Search the records for the word "ornamental" and report each line that has it.

Entries taken from a collection
● ● ● ● ● ● ●
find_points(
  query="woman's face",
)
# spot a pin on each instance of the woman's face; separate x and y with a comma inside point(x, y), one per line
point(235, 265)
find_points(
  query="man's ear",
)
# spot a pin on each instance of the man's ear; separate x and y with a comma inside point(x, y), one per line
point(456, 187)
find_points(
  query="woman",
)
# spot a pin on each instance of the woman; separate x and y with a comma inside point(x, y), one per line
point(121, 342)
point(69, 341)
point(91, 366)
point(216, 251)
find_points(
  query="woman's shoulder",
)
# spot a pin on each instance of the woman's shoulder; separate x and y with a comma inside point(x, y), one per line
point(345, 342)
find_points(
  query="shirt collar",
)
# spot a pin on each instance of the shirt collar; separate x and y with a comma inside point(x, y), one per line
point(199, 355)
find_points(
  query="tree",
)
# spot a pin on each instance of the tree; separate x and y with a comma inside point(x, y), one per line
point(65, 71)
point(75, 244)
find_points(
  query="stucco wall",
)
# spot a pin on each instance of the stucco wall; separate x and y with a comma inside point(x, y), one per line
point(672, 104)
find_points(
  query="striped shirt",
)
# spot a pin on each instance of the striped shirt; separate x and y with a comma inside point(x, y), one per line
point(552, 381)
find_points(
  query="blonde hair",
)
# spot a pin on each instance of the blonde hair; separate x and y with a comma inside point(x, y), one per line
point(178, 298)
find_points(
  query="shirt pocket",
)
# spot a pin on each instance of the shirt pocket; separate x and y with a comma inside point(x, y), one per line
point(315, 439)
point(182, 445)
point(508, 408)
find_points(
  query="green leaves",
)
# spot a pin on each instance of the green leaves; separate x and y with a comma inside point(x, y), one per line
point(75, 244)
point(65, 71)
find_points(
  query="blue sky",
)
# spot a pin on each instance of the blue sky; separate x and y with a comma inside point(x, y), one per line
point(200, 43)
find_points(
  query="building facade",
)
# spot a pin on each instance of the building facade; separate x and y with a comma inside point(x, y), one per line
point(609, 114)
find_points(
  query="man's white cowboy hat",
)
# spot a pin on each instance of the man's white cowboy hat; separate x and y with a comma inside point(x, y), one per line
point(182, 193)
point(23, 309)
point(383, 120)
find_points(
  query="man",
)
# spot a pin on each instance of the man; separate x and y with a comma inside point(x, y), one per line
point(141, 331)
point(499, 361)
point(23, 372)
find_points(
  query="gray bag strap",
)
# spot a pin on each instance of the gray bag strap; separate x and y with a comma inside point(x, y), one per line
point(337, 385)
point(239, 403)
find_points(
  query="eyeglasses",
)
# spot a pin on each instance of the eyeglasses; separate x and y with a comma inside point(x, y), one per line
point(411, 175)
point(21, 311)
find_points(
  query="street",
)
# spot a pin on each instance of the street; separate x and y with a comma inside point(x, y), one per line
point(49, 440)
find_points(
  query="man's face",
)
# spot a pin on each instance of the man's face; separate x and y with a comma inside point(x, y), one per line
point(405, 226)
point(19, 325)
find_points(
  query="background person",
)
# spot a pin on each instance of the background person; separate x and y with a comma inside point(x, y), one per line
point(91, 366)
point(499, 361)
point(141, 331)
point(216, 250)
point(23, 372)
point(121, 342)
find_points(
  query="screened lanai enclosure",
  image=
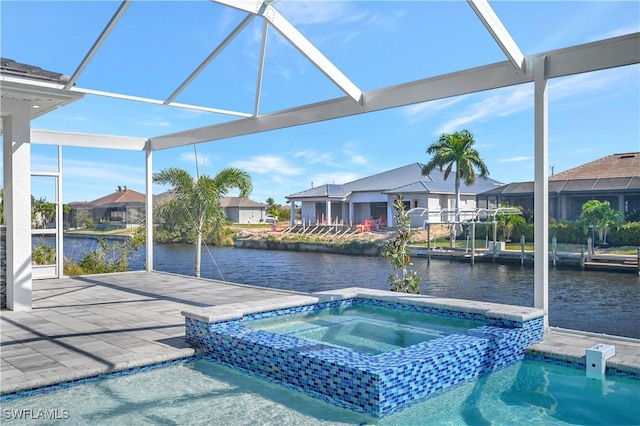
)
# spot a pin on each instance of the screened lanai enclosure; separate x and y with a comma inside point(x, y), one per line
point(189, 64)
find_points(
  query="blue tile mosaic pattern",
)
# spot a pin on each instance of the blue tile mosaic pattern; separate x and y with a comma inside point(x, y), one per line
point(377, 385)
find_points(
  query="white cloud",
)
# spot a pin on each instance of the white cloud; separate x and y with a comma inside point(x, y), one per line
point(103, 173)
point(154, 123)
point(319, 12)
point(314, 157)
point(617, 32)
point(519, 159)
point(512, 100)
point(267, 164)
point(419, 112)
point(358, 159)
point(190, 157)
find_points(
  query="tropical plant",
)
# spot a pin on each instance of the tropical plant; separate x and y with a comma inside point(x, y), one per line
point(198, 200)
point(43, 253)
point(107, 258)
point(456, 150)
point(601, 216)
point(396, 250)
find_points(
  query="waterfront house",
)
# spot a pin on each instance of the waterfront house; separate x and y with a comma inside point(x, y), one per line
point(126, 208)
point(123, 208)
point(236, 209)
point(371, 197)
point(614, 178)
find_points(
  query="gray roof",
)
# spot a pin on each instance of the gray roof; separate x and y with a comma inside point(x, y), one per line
● ● ● ● ● ● ●
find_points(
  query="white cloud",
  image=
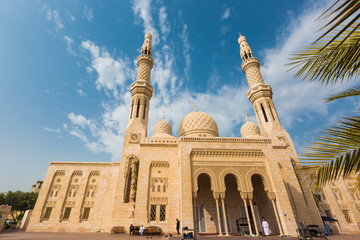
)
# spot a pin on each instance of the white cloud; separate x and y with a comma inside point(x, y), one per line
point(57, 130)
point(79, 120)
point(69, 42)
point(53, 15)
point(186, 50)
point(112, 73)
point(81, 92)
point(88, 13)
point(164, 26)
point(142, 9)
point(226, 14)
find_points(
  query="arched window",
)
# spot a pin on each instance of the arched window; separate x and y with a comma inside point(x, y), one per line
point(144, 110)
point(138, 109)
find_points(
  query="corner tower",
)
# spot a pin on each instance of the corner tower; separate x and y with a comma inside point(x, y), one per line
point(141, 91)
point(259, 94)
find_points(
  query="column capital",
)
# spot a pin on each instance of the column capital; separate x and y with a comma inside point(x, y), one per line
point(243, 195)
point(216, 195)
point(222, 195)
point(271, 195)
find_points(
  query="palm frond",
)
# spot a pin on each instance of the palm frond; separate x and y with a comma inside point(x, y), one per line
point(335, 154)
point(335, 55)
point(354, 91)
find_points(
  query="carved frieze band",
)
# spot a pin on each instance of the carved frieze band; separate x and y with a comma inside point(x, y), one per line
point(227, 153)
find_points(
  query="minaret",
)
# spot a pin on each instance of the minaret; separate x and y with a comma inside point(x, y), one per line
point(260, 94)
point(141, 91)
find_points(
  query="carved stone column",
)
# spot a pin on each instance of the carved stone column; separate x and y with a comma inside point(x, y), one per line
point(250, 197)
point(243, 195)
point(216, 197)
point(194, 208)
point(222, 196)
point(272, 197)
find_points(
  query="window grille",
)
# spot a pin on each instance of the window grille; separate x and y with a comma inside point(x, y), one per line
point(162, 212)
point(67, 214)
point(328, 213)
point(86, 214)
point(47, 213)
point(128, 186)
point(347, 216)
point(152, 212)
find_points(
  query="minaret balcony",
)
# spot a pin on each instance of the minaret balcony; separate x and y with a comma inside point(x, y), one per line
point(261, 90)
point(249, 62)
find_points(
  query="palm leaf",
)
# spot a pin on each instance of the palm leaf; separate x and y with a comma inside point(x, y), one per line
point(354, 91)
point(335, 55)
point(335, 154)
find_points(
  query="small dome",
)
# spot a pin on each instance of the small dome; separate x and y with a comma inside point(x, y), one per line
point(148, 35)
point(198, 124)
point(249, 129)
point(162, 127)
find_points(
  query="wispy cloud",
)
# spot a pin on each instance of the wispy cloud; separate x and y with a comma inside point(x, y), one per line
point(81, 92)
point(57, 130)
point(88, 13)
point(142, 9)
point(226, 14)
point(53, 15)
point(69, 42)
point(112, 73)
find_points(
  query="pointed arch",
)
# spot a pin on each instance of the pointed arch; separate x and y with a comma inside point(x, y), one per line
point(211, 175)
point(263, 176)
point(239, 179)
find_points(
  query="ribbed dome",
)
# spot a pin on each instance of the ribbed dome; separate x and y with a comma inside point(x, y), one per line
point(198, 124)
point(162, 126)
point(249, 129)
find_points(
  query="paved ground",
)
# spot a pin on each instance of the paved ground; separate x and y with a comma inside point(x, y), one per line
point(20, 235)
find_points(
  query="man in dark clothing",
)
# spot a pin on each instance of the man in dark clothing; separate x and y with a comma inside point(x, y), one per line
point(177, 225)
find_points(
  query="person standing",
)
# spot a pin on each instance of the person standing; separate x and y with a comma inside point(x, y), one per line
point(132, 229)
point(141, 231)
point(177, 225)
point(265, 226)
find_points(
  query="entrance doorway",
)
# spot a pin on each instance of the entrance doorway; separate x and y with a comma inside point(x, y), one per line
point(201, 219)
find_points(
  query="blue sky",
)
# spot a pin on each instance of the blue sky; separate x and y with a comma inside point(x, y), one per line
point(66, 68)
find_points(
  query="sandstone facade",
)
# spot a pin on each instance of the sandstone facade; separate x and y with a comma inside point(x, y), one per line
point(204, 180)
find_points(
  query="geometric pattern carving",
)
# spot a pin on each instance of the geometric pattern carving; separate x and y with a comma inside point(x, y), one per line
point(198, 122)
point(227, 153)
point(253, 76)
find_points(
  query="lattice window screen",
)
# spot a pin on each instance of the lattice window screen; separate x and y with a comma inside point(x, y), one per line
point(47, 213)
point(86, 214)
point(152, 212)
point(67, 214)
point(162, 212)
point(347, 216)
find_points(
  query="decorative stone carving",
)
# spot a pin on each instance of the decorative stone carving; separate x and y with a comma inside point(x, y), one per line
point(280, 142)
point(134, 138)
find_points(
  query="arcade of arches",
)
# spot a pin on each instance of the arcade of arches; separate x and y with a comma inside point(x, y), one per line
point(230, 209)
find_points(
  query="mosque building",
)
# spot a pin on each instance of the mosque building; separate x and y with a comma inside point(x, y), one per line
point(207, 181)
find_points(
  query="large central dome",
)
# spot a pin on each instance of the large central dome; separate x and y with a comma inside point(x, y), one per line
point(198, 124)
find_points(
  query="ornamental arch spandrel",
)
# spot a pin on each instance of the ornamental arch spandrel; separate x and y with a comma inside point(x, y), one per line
● ● ● ● ● ● ●
* [Final answer]:
  query="ornamental arch spandrel",
# spot a pin on each instance of the ornamental arch spandrel; separate x and y with a comma inside point(x, y), one per line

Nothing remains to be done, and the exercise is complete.